◆ Problems to work on ◆
a: Return the stretch of the Aleppo report from "Two Syrian security" through "three army soldiers.", word for word.
b: Resume the Aleppo report, picking up after its last sentence.

◆ Source document ◆

********

CEASEFIRE ‘FAILED,’ SECURITY OFFICIALS SAY
But in a statement, Kurdish councils that run Aleppo’s Sheikh Maksoud and Ashrafiyah districts ‌said calls to leave ‌were “a call to surrender” and that Kurdish forces would instead “defend their neighborhoods,” accusing government forces ‌of intensive ⁠shelling.
Hours ​later, the ‌Syrian army said that the deadline for Kurdish fighters to withdraw had expired, and that it would begin a military operation to clear the last Kurdish-held neighborhood of Sheikh Maksoud.
Two Syrian security officials told Reuters the ceasefire efforts had failed and that the army would seize the neighborhood by force.
The Syrian defense ministry had earlier carried out strikes on parts of Sheikh Maksoud that it said were being used by the Kurdish-led Syrian Democratic Forces (SDF) to launch attacks on the “people of Aleppo.” It said on Friday that SDF strikes had killed three army soldiers.
Kurdish security forces in Aleppo said some of the strikes hit a hospital, calling it a war crime. The defense ministry disputed that, saying the structure was a large arms depot and that it had been destroyed in the resumption of strikes on Friday.
It ⁠posted an aerial video that it said showed the location after the strikes, and said secondary explosions were visible, proving it was a weapons cache.
Reuters could not immediately verify the claim.
The SDF is ‌a powerful Kurdish-led security force that controls northeastern Syria. It says it withdrew its fighters from ‍Aleppo last year, leaving Kurdish neighborhoods in the hands of the Kurdish ‍Asayish police.
Under an agreement with Damascus last March the SDF was due to integrate with the defense ministry by the end of 2025, ‍but there has been little progress.

FRANCE, US SEEK DE-ESCALATION
France’s foreign ministry said it was working with the United States to de-escalate.
A ministry statement said President Emmanuel Macron had urged Sharaa on Thursday “to exercise restraint and reiterated France’s commitment to a united Syria where all segments of Syrian society are represented and protected.”
A Western diplomat told Reuters that mediation efforts were focused on calming the situation and producing a deal that would see Kurdish forces leave Aleppo and provide security guarantees for Kurds who remained.

********

(Stored dataset items)

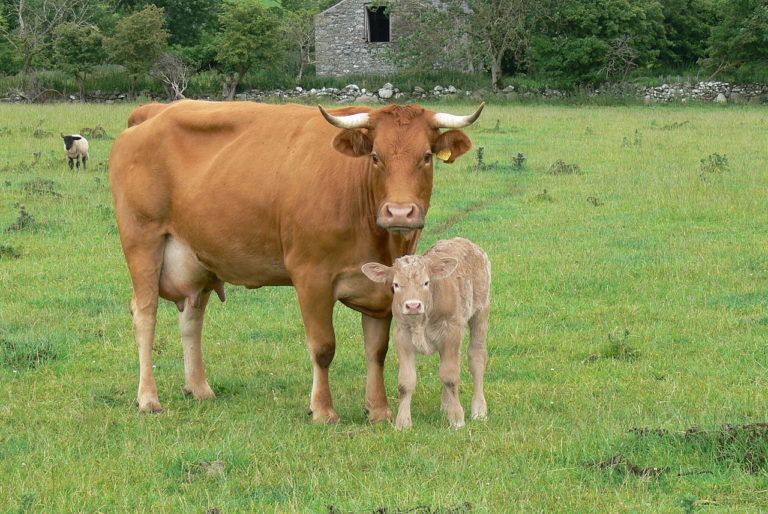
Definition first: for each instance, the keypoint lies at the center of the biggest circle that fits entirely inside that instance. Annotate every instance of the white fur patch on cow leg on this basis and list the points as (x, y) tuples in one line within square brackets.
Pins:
[(144, 321), (191, 324), (316, 301), (478, 360), (376, 337), (406, 378)]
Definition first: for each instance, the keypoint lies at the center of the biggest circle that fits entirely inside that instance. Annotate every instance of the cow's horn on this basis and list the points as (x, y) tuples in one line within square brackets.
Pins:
[(360, 120), (445, 120)]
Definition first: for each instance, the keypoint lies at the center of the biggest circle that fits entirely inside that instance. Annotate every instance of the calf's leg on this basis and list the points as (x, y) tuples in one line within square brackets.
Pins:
[(191, 324), (376, 337), (449, 374), (406, 378), (478, 359)]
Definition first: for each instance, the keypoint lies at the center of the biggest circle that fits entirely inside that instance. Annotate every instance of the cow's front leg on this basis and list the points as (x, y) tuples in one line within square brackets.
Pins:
[(316, 302), (406, 378), (376, 337), (191, 324), (449, 374)]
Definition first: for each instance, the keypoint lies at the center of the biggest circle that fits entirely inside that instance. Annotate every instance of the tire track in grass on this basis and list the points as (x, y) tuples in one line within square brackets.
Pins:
[(452, 220)]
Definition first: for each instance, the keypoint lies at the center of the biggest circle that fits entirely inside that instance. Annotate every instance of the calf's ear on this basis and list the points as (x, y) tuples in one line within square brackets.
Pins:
[(451, 145), (442, 267), (377, 272), (352, 142)]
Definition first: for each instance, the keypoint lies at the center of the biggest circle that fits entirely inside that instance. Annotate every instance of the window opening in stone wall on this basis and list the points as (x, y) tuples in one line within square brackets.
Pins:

********

◆ Responses by item number ◆
a:
Two Syrian security officials told Reuters the ceasefire efforts had failed and that the army would seize the neighborhood by force.
The Syrian defense ministry had earlier carried out strikes on parts of Sheikh Maksoud that it said were being used by the Kurdish-led Syrian Democratic Forces (SDF) to launch attacks on the “people of Aleppo.” It said on Friday that SDF strikes had killed three army soldiers.

b:
The diplomat ​said US envoy Tom Barrack was en route to Damascus. A spokesperson for Barrack declined to comment. Washington has been closely involved in efforts to promote integration between the SDF — which has long enjoyed US military support — and Damascus, with which the ⁠United States has developed close ties under President Donald Trump.
The ceasefire declared by the government overnight said Kurdish forces should withdraw by 9 a.m. (0600 GMT) on Friday, but no one withdrew overnight, Syrian security sources said.
Barrack had welcomed what he called a “temporary ceasefire” and said Washington was working intensively to extend it beyond the 9 a.m. deadline. “We are hopeful this weekend will bring a more enduring calm and deeper dialogue,” he wrote on X.

TURKISH WARNING
Turkiye views the SDF as a terrorist organization linked to the outlawed Kurdistan Workers’ Party and has warned of military action if it does not honor the integration agreement.
Turkish Foreign Minister Hakan Fidan, speaking on Thursday, expressed hope that the situation in Aleppo would be normalized “through the withdrawal of SDF elements.”
Though Sharaa, a former Al-Qaeda commander who belongs to the Sunni Muslim majority, has repeatedly vowed to protect minorities, bouts of violence in which government-aligned fighters have killed hundreds of Alawites and Druze have spread alarm in minority communities over the last year.
The Kurdish councils in Aleppo said Damascus could not be trusted “with our security and our neighborhoods,” and that attacks on the areas aimed to bring about displacement.
Sharaa, in a phone call with Iraqi Kurdish leader Masoud Barzani on Friday, affirmed that the Kurds were “a fundamental part ‌of the Syrian national fabric,” the Syrian presidency said.
Neither the government nor the Kurdish forces have announced a toll of casualties among their fighters from the recent clashes.